Goal 1 = Print the stretch of the article on Nepali workers shifting from the Gulf to Europe from "Why Nepali workers" through "employer sourcing now.", keeping every word and punctuation mark unchanged.

Text to read =
_ _ _
Why Nepali workers are turning from the Gulf to Europe
Nepal's Europe-bound labour approvals rose roughly 184 percent in four years to 72,953 in FY 2024/25 while the Gulf wage gap widened. What the shift means for an EU employer sourcing now.
For two decades the default destination for a Nepali worker leaving Tribhuvan International Airport was the Gulf or Malaysia, and it still is for most. But the direction of travel has changed at the margin, and the margin is where an employer sources. Europe took 25,697 Nepali labour approvals in FY 2021/22, 4.0 percent of the total. By FY 2024/25 the figure was 72,953, or 8.69 percent, a rise of roughly 184 percent in four years on Centre for the Study of Labour and Mobility and Department of Foreign Employment (DOFE) data. The Gulf still moves far larger numbers, but the worker preference inside the candidate pool has tilted toward Europe, and the reasons are structural, not seasonal. Three forces drive the shift, the wage gap, the conditions gap and the European shortage, and each one changes how a destination employer should open a Nepal corridor now.
The Gulf still dominates the count, but the share is moving
Read the destination data correctly before drawing the conclusion. The Gulf Cooperation Council states plus Malaysia accounted for 81.3 percent of new approvals in the Nepal Labour Migration Report 2024 (MoLESS), and the United Arab Emirates overtook Malaysia to sit at the top of the FY 2024/25 destination table. In the first two fiscal months of FY 2025/26 the UAE alone took 37,381 workers, a 41.4 percent share, on Nepal Rastra Bank figures (Table 26, 26 October 2025). So this is not an exodus from the Gulf.
What is moving is the composition. Over those same two months Saudi Arabia fell 15.7 percent to 11,923 and Qatar fell 3.1 percent to 8,340, while total outflow still rose 17.9 percent. Workers are not leaving the corridor, they are re-sorting inside it, away from the traditional Gulf construction destinations and toward the UAE at the top of the Gulf and toward Europe at the edges. For the European share specifically, the first eight months of FY 2024/25 ran 46 percent ahead of the prior year, 34,366 against 23,510, with Romania up 136.34 percent to 17,830. The trend is real and the candidate pool feels it. For the full corridor numbers see Nepal labour migration by the numbers.
_ _ _
Image object location entries:
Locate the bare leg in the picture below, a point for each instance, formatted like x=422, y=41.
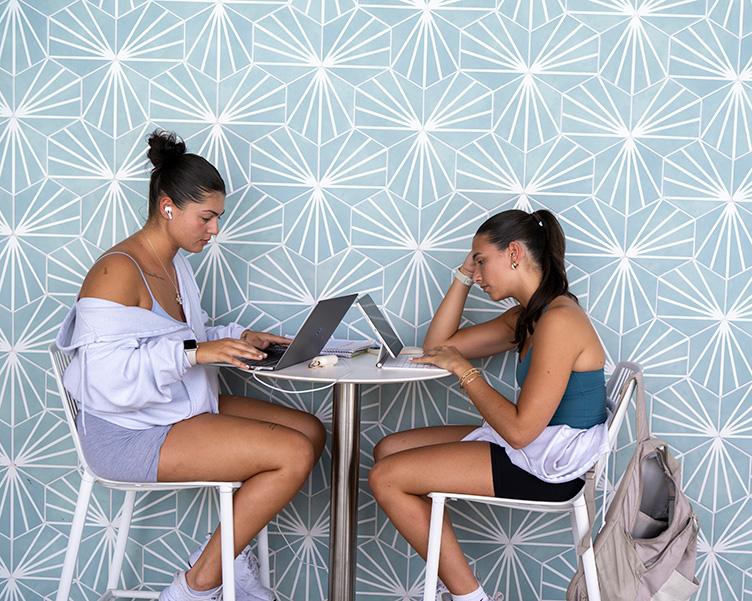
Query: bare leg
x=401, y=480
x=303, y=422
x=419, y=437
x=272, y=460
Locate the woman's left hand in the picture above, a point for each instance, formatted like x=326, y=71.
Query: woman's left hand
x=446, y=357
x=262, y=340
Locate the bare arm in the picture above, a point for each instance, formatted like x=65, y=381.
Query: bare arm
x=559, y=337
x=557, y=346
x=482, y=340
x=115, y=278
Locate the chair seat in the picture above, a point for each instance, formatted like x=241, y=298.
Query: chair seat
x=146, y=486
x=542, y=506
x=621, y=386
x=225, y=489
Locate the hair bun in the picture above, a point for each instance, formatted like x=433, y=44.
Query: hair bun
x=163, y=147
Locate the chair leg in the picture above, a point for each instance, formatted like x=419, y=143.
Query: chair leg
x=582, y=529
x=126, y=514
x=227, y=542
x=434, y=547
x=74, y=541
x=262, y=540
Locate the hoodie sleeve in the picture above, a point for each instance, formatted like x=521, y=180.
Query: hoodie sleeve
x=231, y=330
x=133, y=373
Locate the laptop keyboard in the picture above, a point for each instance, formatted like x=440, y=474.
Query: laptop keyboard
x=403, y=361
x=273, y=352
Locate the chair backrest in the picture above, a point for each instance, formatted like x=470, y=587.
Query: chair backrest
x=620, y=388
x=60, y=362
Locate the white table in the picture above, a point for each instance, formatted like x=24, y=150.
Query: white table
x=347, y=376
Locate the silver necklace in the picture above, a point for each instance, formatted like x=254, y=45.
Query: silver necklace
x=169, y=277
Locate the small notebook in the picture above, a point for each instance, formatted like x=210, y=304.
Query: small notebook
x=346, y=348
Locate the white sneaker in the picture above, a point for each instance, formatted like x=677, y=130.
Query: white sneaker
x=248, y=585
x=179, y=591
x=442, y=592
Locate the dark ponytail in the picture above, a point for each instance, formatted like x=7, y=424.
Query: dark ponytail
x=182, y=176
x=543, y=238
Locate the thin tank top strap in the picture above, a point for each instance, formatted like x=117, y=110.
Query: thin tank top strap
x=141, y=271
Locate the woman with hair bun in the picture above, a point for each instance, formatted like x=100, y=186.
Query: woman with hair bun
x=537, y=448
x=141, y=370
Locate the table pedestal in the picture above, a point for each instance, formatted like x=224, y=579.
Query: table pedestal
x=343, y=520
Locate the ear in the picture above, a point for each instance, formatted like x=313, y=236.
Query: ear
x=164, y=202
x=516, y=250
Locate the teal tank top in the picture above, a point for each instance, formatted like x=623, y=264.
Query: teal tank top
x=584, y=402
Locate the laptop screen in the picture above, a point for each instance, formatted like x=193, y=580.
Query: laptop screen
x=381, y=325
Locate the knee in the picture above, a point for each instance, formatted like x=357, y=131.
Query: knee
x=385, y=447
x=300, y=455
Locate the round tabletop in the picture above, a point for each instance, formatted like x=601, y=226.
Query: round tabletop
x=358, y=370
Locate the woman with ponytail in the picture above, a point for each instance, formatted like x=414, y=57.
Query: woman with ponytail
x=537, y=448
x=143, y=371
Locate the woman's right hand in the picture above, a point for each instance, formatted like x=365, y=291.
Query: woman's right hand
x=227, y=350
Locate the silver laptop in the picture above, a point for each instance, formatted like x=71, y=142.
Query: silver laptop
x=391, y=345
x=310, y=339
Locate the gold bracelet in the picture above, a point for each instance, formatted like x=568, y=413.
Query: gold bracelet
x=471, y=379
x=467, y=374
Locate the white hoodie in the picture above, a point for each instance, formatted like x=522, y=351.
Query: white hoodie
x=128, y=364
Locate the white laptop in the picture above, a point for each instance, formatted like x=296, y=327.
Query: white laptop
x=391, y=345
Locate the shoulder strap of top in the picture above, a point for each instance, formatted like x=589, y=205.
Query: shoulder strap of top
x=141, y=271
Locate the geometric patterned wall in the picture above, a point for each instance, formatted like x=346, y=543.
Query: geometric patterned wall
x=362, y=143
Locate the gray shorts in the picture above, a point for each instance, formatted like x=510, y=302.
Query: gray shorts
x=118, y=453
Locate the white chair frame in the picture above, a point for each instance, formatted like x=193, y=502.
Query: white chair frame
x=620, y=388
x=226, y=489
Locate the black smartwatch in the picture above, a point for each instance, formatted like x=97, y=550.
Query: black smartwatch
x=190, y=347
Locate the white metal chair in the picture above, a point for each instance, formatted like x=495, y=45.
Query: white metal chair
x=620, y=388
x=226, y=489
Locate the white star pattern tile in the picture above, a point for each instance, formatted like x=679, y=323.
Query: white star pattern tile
_ _ _
Goal 2 = Output, character for character, the stretch of the records above from the line containing "Locate the hair" through the line containing "x=584, y=402", including both of those lines.

Written solution 1 =
Why Nepali workers are turning from the Gulf to Europe
Nepal's Europe-bound labour approvals rose roughly 184 percent in four years to 72,953 in FY 2024/25 while the Gulf wage gap widened. What the shift means for an EU employer sourcing now.

Written solution 2 =
Locate the hair bun in the picture above, a point for each instance, formatted like x=433, y=44.
Query: hair bun
x=163, y=147
Locate the chair leg in the picture above, a point for each instance, formatted like x=419, y=143.
Query: chair leg
x=582, y=529
x=126, y=514
x=227, y=542
x=434, y=547
x=74, y=541
x=262, y=540
Locate the hoodie sleeve in the picture above, a point for each instance, formatted like x=521, y=180.
Query: hoodie sleeve
x=231, y=330
x=133, y=373
Locate the laptop keyboard in the picture above, a point for each instance, formatted like x=440, y=474.
Query: laptop keyboard
x=403, y=361
x=273, y=352
Locate the chair backrest in the picture above, a point for each instance, formatted like x=470, y=587.
Query: chair backrest
x=620, y=388
x=60, y=362
Locate the white table in the picture above, a point for each instance, formatted like x=24, y=150.
Query: white table
x=347, y=376
Locate the silver necklace in the picture above, a point for each instance, formatted like x=254, y=45.
Query: silver necklace
x=169, y=277
Locate the small notebook in the picture above, a point for each instance, formatted like x=210, y=304.
Query: small notebook
x=346, y=348
Locate the white sneaker in the picture above, a point for each instance, formatted like x=677, y=130.
Query: white sneaker
x=248, y=585
x=179, y=591
x=442, y=592
Locate the dark ponytail in the picture above, a point for each instance, formatted like x=7, y=424.
Query: dark ponytail
x=182, y=176
x=543, y=238
Locate the thin tank top strap in the picture above, a point for each instance, formatted like x=117, y=110.
Query: thin tank top strap
x=141, y=271
Locate the woman with hair bun in the picture above, a point for each instance, formatted like x=100, y=186.
Query: woman with hair bun
x=537, y=448
x=141, y=370
Locate the table pedestal in the picture above, a point for each instance, formatted like x=224, y=579.
Query: table pedestal
x=343, y=520
Locate the ear in the picture above, a point for each instance, formatted like x=313, y=236.
Query: ear
x=164, y=202
x=516, y=250
Locate the teal tank top in the picture above, a point for each instance, formatted like x=623, y=264.
Query: teal tank top
x=584, y=402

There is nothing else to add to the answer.